Jobs:
(a) Translate this sentence from the RG&E operating results excerpt into Spanish: "The increase in wholesale electric sales reflects favorable market conditions and increased capacity to sell power in the wholesale electric market due to the availability of RG&E's generation facilities."
(b) Reproduce the rows starting at the line that contains "Exercise. Mark the earlobe" and ending at the line that contains "<point>346,240</point>", requests included. Offset every coordinate in the answers by 124, and output only those lines.

These Griffith revenues are included under "Other Revenues" on RGS's Income
Statement and primarily consists of the sale of liquid fuels.  Energetix's
revenues for 2001 are expected to increase over 2000 levels as Energetix expands
its customer base and the operations from businesses recently acquired are
reflected for an entire year; although no assurance may be given that Energetix
will achieve net operating income for the year 2001.

RG&E:
        Earnings for RG&E reflect the same issues discussed above for RGS except
that discussions relating to Energetix and merger costs are not applicable.

RESULTS OF OPERATIONS
- ---------------------

        The following financial review identifies the causes of significant
changes in the amounts of revenues and expenses for RGS (regulated and
unregulated business) and RG&E (regulated business), comparing the three-month
period ended March 31, 2001 to the three-month period ended March 31, 2000. The
operating results of the regulated business reflect RG&E's electric and gas
sales and services and the operating results of the unregulated business reflect
Energetix's operations. Currently, the majority of RGS's  operating results
reflect the operating results of RG&E and the factors that affect operating
results for RG&E are the significant factors that affect comparable operating
results for RGS, unless otherwise noted.

THREE MONTHS ENDED MARCH 31, 2001 COMPARED TO THREE MONTHS ENDED MARCH 31, 2000:

OPERATING REVENUES AND SALES

        In the first quarter total revenues for RGS increased 31.6%, reflecting
higher wholesale electric sales and higher other revenues from Energetix due to
an aggressive expansion program during 2000 that included the acquisition of
eight petroleum companies. The increase in wholesale electric sales reflects
favorable market conditions and increased capacity to sell power in the
wholesale electric market due to the availability of RG&E's generation
facilities.

        Revenues from a combination of regulated retail electric sales and sales
to energy marketers were down $2.3 million, reflecting mainly electric base rate
reductions implemented on July 1, 1999 and July 1, 2000.

Source records:
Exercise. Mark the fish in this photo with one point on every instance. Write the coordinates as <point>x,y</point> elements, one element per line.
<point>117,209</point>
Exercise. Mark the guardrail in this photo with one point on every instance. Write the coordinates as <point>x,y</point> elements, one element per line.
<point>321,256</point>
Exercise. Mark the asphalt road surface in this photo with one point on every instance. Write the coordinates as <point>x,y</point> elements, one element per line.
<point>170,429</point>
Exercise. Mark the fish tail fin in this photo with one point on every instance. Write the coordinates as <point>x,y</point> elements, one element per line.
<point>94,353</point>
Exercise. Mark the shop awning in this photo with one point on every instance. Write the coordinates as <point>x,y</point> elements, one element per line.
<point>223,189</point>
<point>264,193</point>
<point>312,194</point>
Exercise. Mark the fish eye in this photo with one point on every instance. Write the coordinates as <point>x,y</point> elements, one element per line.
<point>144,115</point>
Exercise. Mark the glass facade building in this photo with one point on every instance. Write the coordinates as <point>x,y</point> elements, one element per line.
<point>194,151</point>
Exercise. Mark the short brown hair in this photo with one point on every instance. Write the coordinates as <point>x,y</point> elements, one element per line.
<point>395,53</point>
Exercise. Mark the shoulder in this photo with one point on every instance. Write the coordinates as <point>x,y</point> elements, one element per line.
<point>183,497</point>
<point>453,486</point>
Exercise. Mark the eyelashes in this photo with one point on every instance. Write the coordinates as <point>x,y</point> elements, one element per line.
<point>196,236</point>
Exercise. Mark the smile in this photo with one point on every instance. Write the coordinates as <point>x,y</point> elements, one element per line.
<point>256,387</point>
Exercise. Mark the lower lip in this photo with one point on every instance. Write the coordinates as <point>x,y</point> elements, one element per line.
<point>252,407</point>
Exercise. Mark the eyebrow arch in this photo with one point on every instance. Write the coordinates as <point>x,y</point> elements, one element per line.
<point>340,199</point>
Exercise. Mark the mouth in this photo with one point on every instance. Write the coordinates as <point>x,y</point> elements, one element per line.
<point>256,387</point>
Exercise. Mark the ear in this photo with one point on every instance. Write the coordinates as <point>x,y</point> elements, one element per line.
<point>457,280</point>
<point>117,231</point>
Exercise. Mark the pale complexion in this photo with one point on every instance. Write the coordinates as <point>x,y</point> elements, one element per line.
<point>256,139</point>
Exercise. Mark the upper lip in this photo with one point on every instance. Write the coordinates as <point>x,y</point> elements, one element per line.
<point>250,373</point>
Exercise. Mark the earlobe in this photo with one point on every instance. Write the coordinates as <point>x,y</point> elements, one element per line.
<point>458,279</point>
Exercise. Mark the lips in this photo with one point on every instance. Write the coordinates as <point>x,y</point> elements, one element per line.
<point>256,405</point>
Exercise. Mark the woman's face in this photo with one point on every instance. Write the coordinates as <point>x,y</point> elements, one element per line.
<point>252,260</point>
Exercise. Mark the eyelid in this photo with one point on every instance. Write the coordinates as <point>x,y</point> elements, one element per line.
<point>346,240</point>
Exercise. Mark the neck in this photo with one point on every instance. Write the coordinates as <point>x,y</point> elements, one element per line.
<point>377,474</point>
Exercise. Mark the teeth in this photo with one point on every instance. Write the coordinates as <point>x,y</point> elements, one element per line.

Task-by-task solutions:
(a) El aumento de las ventas mayoristas de electricidad refleja condiciones de mercado favorables y una mayor capacidad para vender energía en el mercado eléctrico mayorista debido a la disponibilidad de las instalaciones de generación de RG&E.

(b)
Exercise. Mark the earlobe in this photo with one point on every instance. Write the coordinates as <point>x,y</point> elements, one element per line.
<point>582,403</point>
Exercise. Mark the lips in this photo with one point on every instance. Write the coordinates as <point>x,y</point> elements, one element per line.
<point>380,529</point>
Exercise. Mark the woman's face in this photo with one point on every instance. Write the coordinates as <point>x,y</point> elements, one element per line.
<point>376,384</point>
Exercise. Mark the eyelid in this photo with one point on every instance. Write the coordinates as <point>x,y</point> elements, one element per line.
<point>470,364</point>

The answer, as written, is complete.